----- Data for this exercise -----

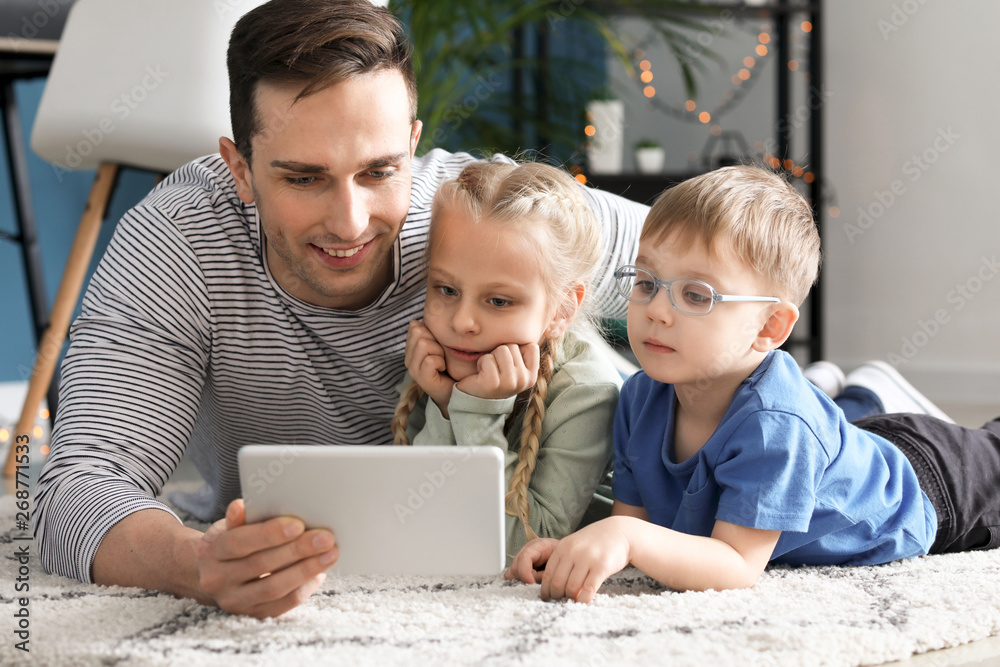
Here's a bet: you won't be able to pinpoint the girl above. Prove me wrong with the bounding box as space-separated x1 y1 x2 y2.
392 160 623 561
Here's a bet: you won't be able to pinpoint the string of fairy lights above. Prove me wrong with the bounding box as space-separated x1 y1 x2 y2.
584 14 839 219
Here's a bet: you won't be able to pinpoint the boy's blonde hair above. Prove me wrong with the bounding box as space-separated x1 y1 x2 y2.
392 160 604 543
642 165 821 305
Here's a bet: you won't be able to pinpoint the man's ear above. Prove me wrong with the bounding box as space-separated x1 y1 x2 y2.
752 302 799 352
219 137 255 205
546 283 586 339
409 120 423 158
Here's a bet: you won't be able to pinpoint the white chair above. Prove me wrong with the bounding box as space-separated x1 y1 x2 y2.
5 0 267 476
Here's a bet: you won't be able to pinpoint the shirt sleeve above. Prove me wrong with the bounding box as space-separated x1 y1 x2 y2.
581 187 647 321
504 379 618 558
714 411 829 533
610 374 642 507
410 379 617 561
32 202 212 583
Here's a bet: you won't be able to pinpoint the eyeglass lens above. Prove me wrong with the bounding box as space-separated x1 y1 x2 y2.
616 267 716 314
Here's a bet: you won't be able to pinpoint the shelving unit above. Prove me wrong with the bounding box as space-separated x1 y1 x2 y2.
587 0 824 362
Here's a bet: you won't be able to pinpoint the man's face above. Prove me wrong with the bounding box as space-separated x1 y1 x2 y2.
222 70 422 311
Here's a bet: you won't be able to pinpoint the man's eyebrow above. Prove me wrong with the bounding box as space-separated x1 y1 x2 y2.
269 153 409 173
270 160 327 173
363 152 409 169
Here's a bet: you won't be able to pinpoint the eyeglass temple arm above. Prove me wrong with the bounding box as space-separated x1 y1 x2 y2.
714 295 781 303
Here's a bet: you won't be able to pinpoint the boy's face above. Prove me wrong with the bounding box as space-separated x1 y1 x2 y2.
626 232 777 389
421 207 563 382
222 70 421 311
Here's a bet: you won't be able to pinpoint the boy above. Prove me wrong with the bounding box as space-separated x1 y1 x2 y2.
506 165 1000 603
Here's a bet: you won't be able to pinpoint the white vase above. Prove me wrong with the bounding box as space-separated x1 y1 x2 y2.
635 147 665 174
585 100 624 175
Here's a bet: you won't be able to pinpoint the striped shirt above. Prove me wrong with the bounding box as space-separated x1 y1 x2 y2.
33 149 647 583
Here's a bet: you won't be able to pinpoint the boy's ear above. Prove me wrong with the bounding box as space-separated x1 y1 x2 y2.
546 283 586 339
219 137 255 205
752 301 799 352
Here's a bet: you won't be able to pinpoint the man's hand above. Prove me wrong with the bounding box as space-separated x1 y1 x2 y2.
457 342 539 400
505 537 560 584
537 518 632 604
404 320 455 411
196 499 338 618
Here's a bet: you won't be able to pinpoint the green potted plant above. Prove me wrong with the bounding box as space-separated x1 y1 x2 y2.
635 138 665 174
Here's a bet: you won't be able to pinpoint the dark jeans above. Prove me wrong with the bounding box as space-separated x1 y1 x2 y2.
853 413 1000 554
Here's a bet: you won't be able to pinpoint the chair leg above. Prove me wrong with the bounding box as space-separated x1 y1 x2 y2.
4 163 119 478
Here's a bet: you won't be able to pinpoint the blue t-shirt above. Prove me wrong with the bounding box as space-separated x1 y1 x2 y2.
612 350 937 566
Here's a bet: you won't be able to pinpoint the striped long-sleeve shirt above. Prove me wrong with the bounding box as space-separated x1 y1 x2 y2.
32 148 647 583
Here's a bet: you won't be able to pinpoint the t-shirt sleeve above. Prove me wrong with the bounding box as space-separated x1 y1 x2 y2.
611 375 642 507
713 411 829 533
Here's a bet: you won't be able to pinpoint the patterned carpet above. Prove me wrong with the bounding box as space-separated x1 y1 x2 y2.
4 488 1000 666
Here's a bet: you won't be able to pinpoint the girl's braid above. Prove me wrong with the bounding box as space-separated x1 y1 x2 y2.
392 381 425 445
504 336 558 542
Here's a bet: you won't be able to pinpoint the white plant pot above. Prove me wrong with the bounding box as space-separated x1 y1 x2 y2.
635 147 665 174
585 100 624 175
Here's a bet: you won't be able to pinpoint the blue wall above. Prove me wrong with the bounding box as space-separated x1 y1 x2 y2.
1 77 158 382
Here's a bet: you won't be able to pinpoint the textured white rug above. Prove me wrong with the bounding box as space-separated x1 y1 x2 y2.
4 486 1000 667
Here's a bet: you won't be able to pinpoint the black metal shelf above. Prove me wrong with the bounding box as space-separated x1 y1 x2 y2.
585 0 824 361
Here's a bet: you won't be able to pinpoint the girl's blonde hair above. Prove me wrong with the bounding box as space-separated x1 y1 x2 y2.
642 165 821 305
392 160 604 542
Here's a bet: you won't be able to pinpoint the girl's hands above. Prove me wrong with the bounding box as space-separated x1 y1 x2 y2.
457 342 540 400
405 321 455 411
405 321 541 412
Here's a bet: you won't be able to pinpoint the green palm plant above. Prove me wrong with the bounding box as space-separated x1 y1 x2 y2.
389 1 725 160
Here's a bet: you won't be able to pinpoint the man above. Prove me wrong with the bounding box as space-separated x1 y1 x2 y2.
33 0 646 618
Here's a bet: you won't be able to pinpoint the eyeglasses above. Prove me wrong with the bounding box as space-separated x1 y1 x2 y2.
613 265 780 316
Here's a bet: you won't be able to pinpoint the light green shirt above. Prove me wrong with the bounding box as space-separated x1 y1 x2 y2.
402 330 622 562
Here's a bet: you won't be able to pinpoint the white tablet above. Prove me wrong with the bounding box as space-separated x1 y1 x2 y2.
238 445 506 576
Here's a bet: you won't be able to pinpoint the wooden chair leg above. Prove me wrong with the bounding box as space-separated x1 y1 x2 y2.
4 163 119 477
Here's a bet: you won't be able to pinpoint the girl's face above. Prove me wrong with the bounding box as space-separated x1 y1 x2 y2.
422 205 568 382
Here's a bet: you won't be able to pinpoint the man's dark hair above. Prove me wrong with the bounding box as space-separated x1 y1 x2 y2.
228 0 417 165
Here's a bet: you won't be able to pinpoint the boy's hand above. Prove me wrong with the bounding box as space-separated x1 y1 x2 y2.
457 342 539 400
196 499 338 618
504 537 560 584
404 320 455 411
538 517 632 604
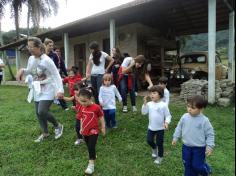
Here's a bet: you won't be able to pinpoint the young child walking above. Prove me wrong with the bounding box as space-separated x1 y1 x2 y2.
99 73 122 129
63 66 82 106
141 85 172 165
158 76 170 106
172 95 214 176
63 81 87 145
78 88 106 175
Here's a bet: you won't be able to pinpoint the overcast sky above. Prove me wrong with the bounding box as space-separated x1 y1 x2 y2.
1 0 135 32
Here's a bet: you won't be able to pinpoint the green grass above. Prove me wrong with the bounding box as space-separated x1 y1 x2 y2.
3 65 16 81
0 85 235 176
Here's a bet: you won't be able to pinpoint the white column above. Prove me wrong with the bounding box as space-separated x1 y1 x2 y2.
208 0 216 103
109 19 116 55
64 33 69 68
228 11 235 82
15 48 21 71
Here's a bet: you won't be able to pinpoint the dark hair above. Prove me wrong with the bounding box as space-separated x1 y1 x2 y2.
73 81 88 91
123 53 130 58
187 95 208 109
159 76 168 85
89 41 101 66
149 85 164 98
78 88 93 99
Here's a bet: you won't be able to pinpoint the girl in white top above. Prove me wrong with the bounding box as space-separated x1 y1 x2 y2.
142 85 171 165
158 76 170 106
16 37 64 143
99 73 122 128
84 41 114 104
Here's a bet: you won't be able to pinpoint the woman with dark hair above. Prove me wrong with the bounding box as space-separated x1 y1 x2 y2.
110 47 124 86
118 55 153 113
84 41 114 104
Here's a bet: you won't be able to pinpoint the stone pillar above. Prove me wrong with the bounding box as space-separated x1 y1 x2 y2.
109 19 116 55
64 33 69 68
228 11 235 82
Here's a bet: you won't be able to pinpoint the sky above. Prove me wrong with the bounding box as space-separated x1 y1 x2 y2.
1 0 135 32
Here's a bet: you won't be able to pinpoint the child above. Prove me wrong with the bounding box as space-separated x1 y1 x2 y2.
158 76 170 106
99 73 122 129
63 81 87 145
78 88 106 175
172 95 214 176
63 66 82 105
141 85 171 165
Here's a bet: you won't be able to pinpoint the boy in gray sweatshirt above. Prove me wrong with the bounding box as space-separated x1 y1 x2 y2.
172 95 214 176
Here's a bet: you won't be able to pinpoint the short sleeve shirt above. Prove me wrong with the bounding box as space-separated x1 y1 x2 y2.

-----

• Task instructions: Each line from the one holding "boy in gray" down to the end of the records above is to be repeated exactly; no other line belongs in the reply.

• Your solution:
Here's a bet: you won't be able to pinpoint the boy in gray sweatshirt above. Prove me wrong with the bounding box as space-separated x1 y1 x2 y2.
172 95 214 176
Here's a bet: you won't be able to pinpoint the short sleeve shirt above. Prove me wrong with the bounding box as space-separated x1 y1 x2 y2.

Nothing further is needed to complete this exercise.